## Exercise
Your answer consists of the lines in the data that contain "fluffy". Copy each of them.

Input material: Begin

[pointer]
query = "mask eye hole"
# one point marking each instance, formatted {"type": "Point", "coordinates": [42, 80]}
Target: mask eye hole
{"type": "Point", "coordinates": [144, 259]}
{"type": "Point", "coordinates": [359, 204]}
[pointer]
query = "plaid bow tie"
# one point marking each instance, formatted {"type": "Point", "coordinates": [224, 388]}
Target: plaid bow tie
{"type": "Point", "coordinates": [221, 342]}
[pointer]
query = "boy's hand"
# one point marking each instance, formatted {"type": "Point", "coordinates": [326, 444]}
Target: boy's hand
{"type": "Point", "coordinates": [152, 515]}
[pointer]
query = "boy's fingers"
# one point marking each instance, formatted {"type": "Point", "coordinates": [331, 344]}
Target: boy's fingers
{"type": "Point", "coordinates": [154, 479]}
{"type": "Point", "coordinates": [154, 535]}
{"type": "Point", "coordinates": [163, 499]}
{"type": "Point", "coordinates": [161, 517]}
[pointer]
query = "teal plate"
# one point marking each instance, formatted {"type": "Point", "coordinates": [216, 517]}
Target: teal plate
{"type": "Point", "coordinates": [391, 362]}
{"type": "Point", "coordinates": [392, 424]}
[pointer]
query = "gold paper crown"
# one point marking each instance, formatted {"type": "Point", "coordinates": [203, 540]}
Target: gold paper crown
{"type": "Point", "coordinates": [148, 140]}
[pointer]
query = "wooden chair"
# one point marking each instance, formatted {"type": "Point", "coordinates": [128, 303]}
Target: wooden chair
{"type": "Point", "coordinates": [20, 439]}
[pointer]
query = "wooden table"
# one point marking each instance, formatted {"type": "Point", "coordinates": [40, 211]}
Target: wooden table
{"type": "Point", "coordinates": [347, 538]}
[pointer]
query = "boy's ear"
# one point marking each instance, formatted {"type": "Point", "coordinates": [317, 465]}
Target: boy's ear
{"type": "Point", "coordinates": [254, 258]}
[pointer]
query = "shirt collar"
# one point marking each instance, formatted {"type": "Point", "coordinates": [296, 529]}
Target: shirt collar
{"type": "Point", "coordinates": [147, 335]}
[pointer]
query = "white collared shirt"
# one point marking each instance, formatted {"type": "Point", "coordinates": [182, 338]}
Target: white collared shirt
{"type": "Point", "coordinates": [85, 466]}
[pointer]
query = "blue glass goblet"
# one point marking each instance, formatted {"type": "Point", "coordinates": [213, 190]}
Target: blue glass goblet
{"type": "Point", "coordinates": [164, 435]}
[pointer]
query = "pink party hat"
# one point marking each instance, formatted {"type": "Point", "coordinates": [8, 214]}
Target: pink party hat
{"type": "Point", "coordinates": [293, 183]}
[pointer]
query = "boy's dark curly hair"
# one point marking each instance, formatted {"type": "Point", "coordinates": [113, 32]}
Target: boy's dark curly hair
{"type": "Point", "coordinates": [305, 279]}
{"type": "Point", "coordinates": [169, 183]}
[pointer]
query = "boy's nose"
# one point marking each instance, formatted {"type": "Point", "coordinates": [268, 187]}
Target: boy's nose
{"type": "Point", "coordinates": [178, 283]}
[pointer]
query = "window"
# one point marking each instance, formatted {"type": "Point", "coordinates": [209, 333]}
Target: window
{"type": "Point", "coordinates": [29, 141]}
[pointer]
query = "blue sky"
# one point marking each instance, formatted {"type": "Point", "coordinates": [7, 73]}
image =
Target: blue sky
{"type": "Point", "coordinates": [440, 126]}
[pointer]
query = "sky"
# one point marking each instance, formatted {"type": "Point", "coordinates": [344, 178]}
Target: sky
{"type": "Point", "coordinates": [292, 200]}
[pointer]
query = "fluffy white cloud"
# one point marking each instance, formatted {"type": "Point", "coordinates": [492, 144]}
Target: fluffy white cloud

Input material: End

## Written response
query = "fluffy white cloud"
Target: fluffy white cloud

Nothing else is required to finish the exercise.